Directions for this task:
Please show each line from the records below that contains the word "yellow".

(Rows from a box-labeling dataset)
────────

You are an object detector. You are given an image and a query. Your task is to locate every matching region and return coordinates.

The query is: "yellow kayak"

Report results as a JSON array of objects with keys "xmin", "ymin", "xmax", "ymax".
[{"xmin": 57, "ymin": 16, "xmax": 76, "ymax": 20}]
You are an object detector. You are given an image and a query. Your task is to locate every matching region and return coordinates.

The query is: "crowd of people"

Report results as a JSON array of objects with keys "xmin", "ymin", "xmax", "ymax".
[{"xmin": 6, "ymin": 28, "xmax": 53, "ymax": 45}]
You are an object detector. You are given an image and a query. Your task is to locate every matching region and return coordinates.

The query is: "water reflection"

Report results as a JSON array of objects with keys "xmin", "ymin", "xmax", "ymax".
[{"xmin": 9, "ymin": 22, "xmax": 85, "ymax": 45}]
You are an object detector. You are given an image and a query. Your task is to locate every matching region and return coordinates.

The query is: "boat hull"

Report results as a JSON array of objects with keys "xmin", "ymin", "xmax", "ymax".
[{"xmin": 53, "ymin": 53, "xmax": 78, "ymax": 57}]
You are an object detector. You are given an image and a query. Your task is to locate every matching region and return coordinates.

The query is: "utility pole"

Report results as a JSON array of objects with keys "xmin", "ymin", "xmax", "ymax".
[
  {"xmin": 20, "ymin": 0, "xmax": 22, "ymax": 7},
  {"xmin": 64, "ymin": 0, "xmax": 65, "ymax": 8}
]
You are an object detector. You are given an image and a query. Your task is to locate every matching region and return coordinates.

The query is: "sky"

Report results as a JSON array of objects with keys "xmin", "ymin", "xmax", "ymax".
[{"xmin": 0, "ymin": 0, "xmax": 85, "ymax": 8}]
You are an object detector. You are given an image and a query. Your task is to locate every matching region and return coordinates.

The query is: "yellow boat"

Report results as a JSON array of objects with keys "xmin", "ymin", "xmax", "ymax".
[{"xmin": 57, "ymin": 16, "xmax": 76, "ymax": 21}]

────────

Complete answer:
The query is: "yellow kayak"
The query is: "yellow boat"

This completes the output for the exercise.